- [To do] Return each entry exactly, with none missing.

- [Material]
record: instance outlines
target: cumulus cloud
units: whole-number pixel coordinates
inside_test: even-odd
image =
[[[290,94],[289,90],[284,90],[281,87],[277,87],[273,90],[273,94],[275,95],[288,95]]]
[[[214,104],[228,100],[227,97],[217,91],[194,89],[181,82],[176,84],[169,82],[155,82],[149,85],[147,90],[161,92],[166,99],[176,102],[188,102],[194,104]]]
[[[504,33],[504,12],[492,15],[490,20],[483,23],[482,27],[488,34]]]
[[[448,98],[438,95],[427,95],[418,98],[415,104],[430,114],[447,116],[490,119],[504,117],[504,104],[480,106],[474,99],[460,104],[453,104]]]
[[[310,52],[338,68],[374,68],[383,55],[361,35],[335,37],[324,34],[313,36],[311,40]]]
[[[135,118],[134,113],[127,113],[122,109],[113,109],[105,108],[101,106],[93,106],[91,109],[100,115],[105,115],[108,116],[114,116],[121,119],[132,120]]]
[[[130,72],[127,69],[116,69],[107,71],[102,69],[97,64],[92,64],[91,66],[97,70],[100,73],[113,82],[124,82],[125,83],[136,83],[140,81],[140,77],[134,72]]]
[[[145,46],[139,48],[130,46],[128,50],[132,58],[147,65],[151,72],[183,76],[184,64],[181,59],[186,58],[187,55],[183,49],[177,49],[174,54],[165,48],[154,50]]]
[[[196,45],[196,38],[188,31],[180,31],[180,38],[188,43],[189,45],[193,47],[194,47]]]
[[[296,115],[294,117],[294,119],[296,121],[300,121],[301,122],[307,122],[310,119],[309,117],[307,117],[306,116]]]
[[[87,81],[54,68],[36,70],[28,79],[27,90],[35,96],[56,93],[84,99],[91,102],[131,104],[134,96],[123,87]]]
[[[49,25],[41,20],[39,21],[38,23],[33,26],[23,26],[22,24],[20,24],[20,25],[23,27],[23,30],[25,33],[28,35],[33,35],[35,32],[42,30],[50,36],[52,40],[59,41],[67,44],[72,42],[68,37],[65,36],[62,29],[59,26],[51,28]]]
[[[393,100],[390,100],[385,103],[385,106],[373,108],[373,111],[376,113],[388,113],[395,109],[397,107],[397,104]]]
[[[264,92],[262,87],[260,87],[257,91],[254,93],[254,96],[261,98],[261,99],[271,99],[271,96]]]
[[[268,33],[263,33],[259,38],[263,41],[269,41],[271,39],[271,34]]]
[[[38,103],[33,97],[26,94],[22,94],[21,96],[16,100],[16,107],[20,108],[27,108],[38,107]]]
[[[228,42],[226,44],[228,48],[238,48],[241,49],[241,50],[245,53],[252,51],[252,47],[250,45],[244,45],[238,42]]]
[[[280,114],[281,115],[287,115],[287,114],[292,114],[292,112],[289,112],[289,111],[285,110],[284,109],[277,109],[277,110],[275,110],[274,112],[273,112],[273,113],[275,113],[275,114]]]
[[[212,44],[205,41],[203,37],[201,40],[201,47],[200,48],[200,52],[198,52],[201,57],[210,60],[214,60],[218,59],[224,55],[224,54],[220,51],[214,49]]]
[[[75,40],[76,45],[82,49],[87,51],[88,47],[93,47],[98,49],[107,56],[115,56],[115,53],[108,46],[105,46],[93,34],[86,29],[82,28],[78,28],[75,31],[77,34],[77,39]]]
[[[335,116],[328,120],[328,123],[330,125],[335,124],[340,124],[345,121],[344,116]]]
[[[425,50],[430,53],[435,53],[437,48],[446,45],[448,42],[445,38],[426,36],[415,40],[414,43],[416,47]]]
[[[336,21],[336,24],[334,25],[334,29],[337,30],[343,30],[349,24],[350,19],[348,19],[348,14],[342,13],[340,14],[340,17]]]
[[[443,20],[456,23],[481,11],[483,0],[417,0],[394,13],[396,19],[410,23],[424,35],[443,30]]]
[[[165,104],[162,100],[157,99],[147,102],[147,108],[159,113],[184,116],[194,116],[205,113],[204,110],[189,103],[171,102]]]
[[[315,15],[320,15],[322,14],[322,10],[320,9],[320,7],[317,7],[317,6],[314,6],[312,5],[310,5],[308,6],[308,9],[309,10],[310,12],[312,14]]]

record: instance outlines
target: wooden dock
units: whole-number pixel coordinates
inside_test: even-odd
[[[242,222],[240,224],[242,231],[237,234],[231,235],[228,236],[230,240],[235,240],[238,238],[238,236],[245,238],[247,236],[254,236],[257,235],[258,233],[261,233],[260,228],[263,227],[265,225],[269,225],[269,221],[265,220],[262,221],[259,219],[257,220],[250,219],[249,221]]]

- [Finished task]
record: instance outlines
target: cumulus cloud
units: whole-number pixel coordinates
inside_test: even-odd
image =
[[[290,94],[289,90],[284,90],[281,87],[277,87],[273,90],[273,94],[275,95],[288,95]]]
[[[214,104],[228,100],[227,97],[217,91],[194,89],[181,82],[176,84],[169,82],[155,82],[149,85],[147,90],[161,92],[166,99],[176,102],[188,102],[194,104]]]
[[[504,33],[504,12],[492,15],[490,20],[483,23],[482,27],[488,34]]]
[[[448,98],[438,95],[427,95],[418,98],[415,104],[430,114],[447,116],[490,119],[504,117],[504,104],[480,106],[474,99],[460,104],[453,104]]]
[[[310,52],[338,68],[374,68],[383,55],[361,35],[335,37],[324,34],[313,36],[311,40]]]
[[[135,118],[134,113],[127,113],[122,109],[113,109],[105,108],[101,106],[93,106],[91,109],[100,115],[105,115],[108,116],[114,116],[121,119],[132,120]]]
[[[130,72],[127,69],[116,69],[107,71],[102,69],[97,64],[92,64],[91,66],[97,70],[100,73],[113,82],[124,82],[125,83],[136,83],[140,81],[140,77],[134,72]]]
[[[145,46],[139,48],[130,46],[128,50],[132,58],[147,65],[151,72],[183,76],[184,64],[181,59],[186,58],[187,55],[183,49],[177,49],[174,54],[165,48],[154,50]]]
[[[196,45],[196,38],[188,31],[180,31],[180,38],[188,43],[189,45],[193,47],[194,47]]]
[[[296,115],[294,117],[294,119],[296,121],[300,121],[301,122],[307,122],[310,119],[309,117],[307,117],[306,116]]]
[[[87,81],[54,68],[36,70],[28,79],[27,90],[35,96],[56,93],[84,99],[91,102],[131,104],[134,96],[123,87]]]
[[[49,25],[41,20],[39,21],[38,23],[33,26],[23,26],[22,24],[20,24],[20,25],[23,27],[23,30],[25,33],[28,35],[33,35],[35,32],[42,30],[50,36],[52,40],[59,41],[67,44],[72,42],[68,37],[65,36],[62,29],[59,26],[51,28]]]
[[[393,100],[390,100],[385,103],[385,106],[373,108],[373,111],[376,113],[388,113],[395,109],[397,107],[397,104]]]
[[[264,92],[262,87],[260,87],[257,91],[254,93],[254,96],[261,98],[261,99],[271,99],[271,96]]]
[[[268,33],[263,33],[259,38],[263,41],[269,41],[271,39],[271,34]]]
[[[38,103],[33,97],[26,94],[22,94],[21,96],[16,100],[16,107],[20,108],[27,108],[38,107]]]
[[[228,42],[226,44],[228,48],[238,48],[241,49],[241,50],[245,53],[252,51],[252,47],[250,45],[244,45],[238,42]]]
[[[280,114],[281,115],[287,115],[287,114],[292,114],[292,112],[289,112],[289,111],[285,110],[284,109],[277,109],[277,110],[275,110],[274,112],[273,112],[273,113],[275,113],[275,114]]]
[[[212,44],[205,41],[203,37],[201,40],[201,47],[200,48],[200,52],[198,52],[201,57],[210,60],[214,60],[218,59],[224,55],[224,54],[220,51],[214,49]]]
[[[75,40],[76,45],[82,49],[87,51],[88,47],[93,47],[98,49],[107,56],[115,56],[115,53],[108,46],[105,46],[93,34],[86,29],[82,28],[78,28],[75,31],[77,34],[77,39]]]
[[[335,116],[328,120],[328,123],[330,125],[335,124],[340,124],[345,121],[344,116]]]
[[[425,50],[430,53],[435,53],[437,48],[446,45],[448,42],[445,38],[426,36],[415,40],[414,43],[416,47]]]
[[[336,21],[336,24],[334,25],[334,29],[337,30],[343,30],[349,24],[350,19],[348,19],[348,14],[342,13],[340,14],[340,17]]]
[[[443,20],[456,23],[481,11],[483,0],[417,0],[394,13],[396,19],[410,23],[424,35],[443,30]]]
[[[165,104],[162,100],[157,99],[147,102],[147,108],[159,113],[184,116],[194,116],[205,113],[204,110],[189,103],[171,102]]]
[[[315,15],[320,15],[322,14],[322,10],[320,9],[320,7],[317,7],[317,6],[314,6],[312,5],[310,5],[308,6],[308,9],[309,10],[310,12],[312,14]]]

record: instance outlines
target: wooden dock
units: whole-number pixel coordinates
inside_test: even-odd
[[[242,222],[240,224],[242,231],[237,234],[231,235],[228,236],[230,240],[235,240],[238,238],[238,236],[245,238],[247,236],[254,236],[257,235],[258,233],[261,233],[260,228],[263,227],[265,225],[269,225],[269,221],[265,220],[262,221],[259,219],[257,220],[250,219],[249,221]]]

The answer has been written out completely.